--- Polecenie do zadania ---
Podaj wszystkie poniższe pozycje jako listę numerowaną, pomijając puste wiersze.
══ Dostępne pozycje
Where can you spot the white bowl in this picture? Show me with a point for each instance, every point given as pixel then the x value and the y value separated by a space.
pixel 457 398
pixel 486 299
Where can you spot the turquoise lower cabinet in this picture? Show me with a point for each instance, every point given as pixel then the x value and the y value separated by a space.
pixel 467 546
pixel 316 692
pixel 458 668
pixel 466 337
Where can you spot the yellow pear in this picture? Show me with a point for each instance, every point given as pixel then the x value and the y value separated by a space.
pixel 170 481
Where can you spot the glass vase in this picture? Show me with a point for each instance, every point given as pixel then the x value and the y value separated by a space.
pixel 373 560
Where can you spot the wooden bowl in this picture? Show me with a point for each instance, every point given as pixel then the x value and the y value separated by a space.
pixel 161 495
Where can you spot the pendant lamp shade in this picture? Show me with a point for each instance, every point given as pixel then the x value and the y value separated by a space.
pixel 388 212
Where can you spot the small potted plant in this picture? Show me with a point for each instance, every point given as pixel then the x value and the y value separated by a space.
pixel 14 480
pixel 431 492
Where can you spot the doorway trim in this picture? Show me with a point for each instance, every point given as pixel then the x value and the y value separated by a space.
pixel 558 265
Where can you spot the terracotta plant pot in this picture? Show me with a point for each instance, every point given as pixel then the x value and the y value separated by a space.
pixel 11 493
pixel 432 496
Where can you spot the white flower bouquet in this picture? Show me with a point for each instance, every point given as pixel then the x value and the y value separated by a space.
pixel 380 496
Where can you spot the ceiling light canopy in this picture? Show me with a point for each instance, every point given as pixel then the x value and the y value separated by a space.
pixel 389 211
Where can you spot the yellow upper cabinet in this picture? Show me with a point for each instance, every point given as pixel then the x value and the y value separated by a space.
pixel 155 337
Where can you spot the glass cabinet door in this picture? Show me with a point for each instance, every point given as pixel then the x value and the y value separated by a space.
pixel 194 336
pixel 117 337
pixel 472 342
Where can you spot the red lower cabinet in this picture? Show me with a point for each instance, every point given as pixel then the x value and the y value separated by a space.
════
--- Pełna odpowiedź ---
1. Where can you spot the white bowl in this picture? Show me with a point for each instance, every point given as pixel then the x value and the y value separated by a space.
2. pixel 457 398
3. pixel 486 299
4. Where can you spot the turquoise lower cabinet in this picture? Show me with a point for each instance, every point given as pixel then the x value and the y value separated by a space.
5. pixel 467 546
6. pixel 316 692
7. pixel 458 668
8. pixel 466 337
9. Where can you spot the yellow pear in this picture? Show me with a point for each instance, every point given as pixel then the x value and the y value separated by a space.
10. pixel 170 481
11. Where can you spot the glass vase in this picture? Show me with a point for each instance, every point given as pixel then the x value and the y value separated by a space.
12. pixel 373 560
13. Where can you spot the wooden bowl in this picture? Show me with a point for each instance, every point given as pixel then the x value and the y value separated by a space.
14. pixel 161 495
15. Where can you spot the pendant lamp shade in this picture? Show me with a point for each instance, every point given as pixel then the x value and the y value separated by a space.
16. pixel 388 212
17. Where can you spot the small potted plant in this picture? Show me with a point for each instance, every point given as pixel then the x value and the y value separated by a space.
18. pixel 14 480
19. pixel 431 492
20. Where can you spot the doorway trim in this picture? Show me with a point for each instance, every point given as pixel then the x value and the y value separated by a space.
21. pixel 558 265
22. Where can you spot the terracotta plant pot in this picture? Show me with a point for each instance, every point given as pixel then the x value and the y value separated by a space.
23. pixel 11 493
24. pixel 432 496
25. Where can you spot the white flower bouquet in this picture? Show me with a point for each instance, every point given as pixel then the x value and the y value separated by a space.
26. pixel 380 496
27. Where can you spot the ceiling light canopy in this picture? Show me with a point for each instance, every point given as pixel then the x value and the y value separated by a space.
28. pixel 389 211
29. Where can you spot the yellow upper cabinet in this picture? Show me with a point for each instance, every point given as pixel then the x value and the y value separated by a space.
30. pixel 155 337
31. Where can you spot the glass cabinet door in this picture? Show me with a point for each instance, every point given as pixel then the x value and the y value separated by a space.
32. pixel 194 336
33. pixel 117 337
34. pixel 472 342
35. Where can you spot the red lower cabinet in this picture? Show me with a point for each instance, every point given as pixel then the x value and the y value separated by a space.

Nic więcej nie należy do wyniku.